- **Direction**: Print the lines of the data below, starting at the line containing "Expected behaviour: for every instance of the rustic" and continuing through the end of the data, including both of those ends. Leave the pictures out of your answer.

[Data from a point-labeling set]
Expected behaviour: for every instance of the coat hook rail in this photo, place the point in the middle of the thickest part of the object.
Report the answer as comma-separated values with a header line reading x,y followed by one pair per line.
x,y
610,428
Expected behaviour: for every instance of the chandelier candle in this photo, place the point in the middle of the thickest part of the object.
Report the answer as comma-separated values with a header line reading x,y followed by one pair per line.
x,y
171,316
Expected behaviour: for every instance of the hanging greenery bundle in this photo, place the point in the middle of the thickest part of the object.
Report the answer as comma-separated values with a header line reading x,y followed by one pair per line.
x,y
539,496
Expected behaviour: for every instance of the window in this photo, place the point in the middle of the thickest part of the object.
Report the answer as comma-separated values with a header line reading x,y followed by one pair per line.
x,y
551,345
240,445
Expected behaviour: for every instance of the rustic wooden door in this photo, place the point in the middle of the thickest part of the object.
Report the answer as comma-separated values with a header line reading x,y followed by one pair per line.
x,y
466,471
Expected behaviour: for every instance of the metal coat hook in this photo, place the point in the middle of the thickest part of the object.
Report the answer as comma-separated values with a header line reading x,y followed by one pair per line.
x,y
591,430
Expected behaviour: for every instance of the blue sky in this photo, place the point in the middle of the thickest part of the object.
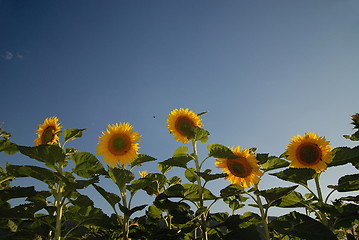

- **Solution to the exercise**:
Expected behaviour: for every instance of the rustic wooden door in this photo, place the point in the middle of the thickest part of the object.
Report the answer as comma-separated values with a header line reading x,y followed by one pair per line.
x,y
466,471
Expected behaviour: for every instance of the metal coat hook in this photo, place the point in the middle of the thickest part of the object.
Report the answer as comma-separated values with a header line reading x,y followed by one pair per line.
x,y
591,430
Expected behaviour: for every instance of the blue sky in this photo, place the point in the middle of the thickest part of the object.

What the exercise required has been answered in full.